— What is expected —
Extend the forum thread below on guarding against ransomware, starting right after its final post.

— Extracted text —
Ransom ware attacks are becoming more and more common these days so I was wondering how others here protect from attack. Basically for those who don't know what it is, a hacker takes control of your computer and blocks you from accessing your personal files until you pay a ransom.
If I have a SSD hard drive running my operating system and programs and all my personal files on a separate hard drive(contained within the computer itself), is this sufficient to protect my data from these kind of attacks?
Nope. If it is in your computer, and most likely anywhere on your network, then it is not protected. I have read even some network drive mapped cloud storage is not safe either. You need to disconnect a storage drive from your computer to be completely safe, and while you are at it, may as well be off-site to safeguard against fire and natural disaster too.
I clicked a link, that seemed to have that in it. I reached over and shut my computer down... hopefully before it fully installed.
Sure enough, I caught it fast enough. Never seen them again.
N
Nate The Surveyor, post: 375842, member: 291 wrote: I clicked a link, that seemed to have that in it. I reached over and shut my computer down... hopefully before it fully installed.
Sure enough, I caught it fast enough. Never seen them again.N
Did it come through an email or website?
It was an email... looked legit. NOT SO!
Never ever ever ever open an email attachment from someone you don't know. :pinch:
And unfortunately, sometimes from people you do know.
Got a Google doc email from a friend called him and his computer was infected.

— Input data —
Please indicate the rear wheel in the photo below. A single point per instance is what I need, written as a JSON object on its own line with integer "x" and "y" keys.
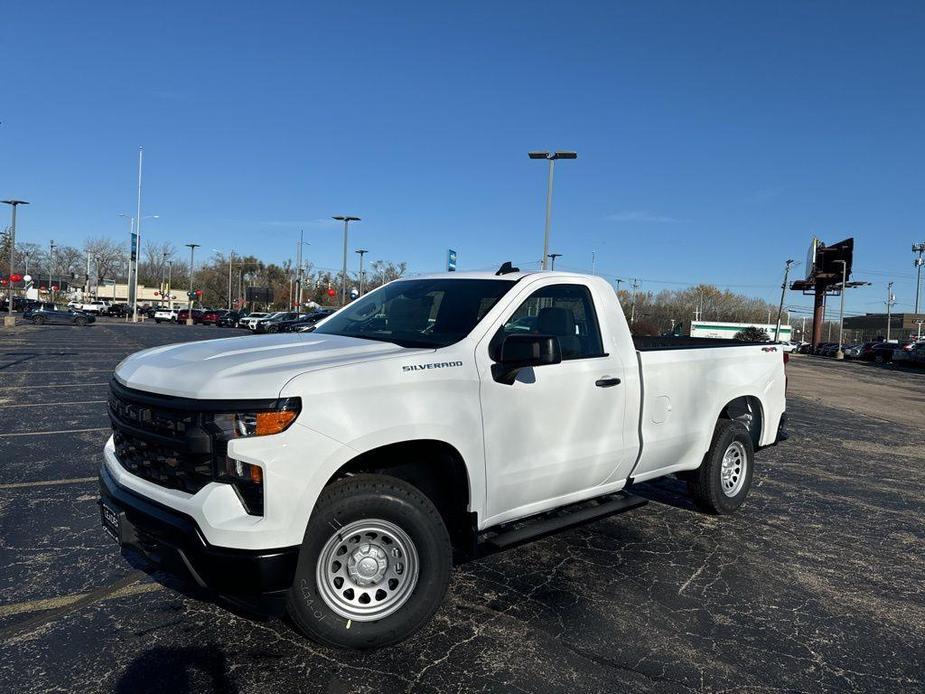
{"x": 724, "y": 478}
{"x": 374, "y": 565}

— Solved exercise —
I've received some off the wall emails from friends and people I've done business with.
They all had an attachment and the subject line and greeting were obviously not from the person whose email address was on the sender's line.
Some of them had members of this site as the sender and all of them were hacked and/or spoofed to look that way.
If it don't look right to me I either delete it, send to FBI as suspicious mail or hit spam depending upon what it is.
When I know their phone number, I will call them and say that the email was deleted and ask what they wanted.
Don't ever open any attachment or link from an unknown source.
:gammon:
I got stung last year. Luckily, I have two identical SSDs containing only OS & essential applications - a spare cloned from the on-board disk. Data resides on conventional 7200 rpm internal, backed up to external..
When the "FBI" blue screen came up accusing me of illegally downloading music files from Usenet (moi? non!), and telling me how I could pay to get my PC back, I swapped the SSDs, formatted the bugged one & recloned it, & went on about my business. Other than a panicked minute seeing my future self in a Federal Penitentiary, & 15 minutes swapping disks - no harm, no foul.
SS
Is a back up to one drive or similar of data files sufficient?
Sergeant Schultz, post: 375936, member: 315 wrote: illegally downloading music files from Usenet (moi? non!)
Remember "Napster"? (not Natester) If "they" were to enforce laws concerning downloading music I would have been in the pen years ago. I downloaded around 3,000 mp3's from them.:-O
Is a back up to one drive or similar of data files sufficient?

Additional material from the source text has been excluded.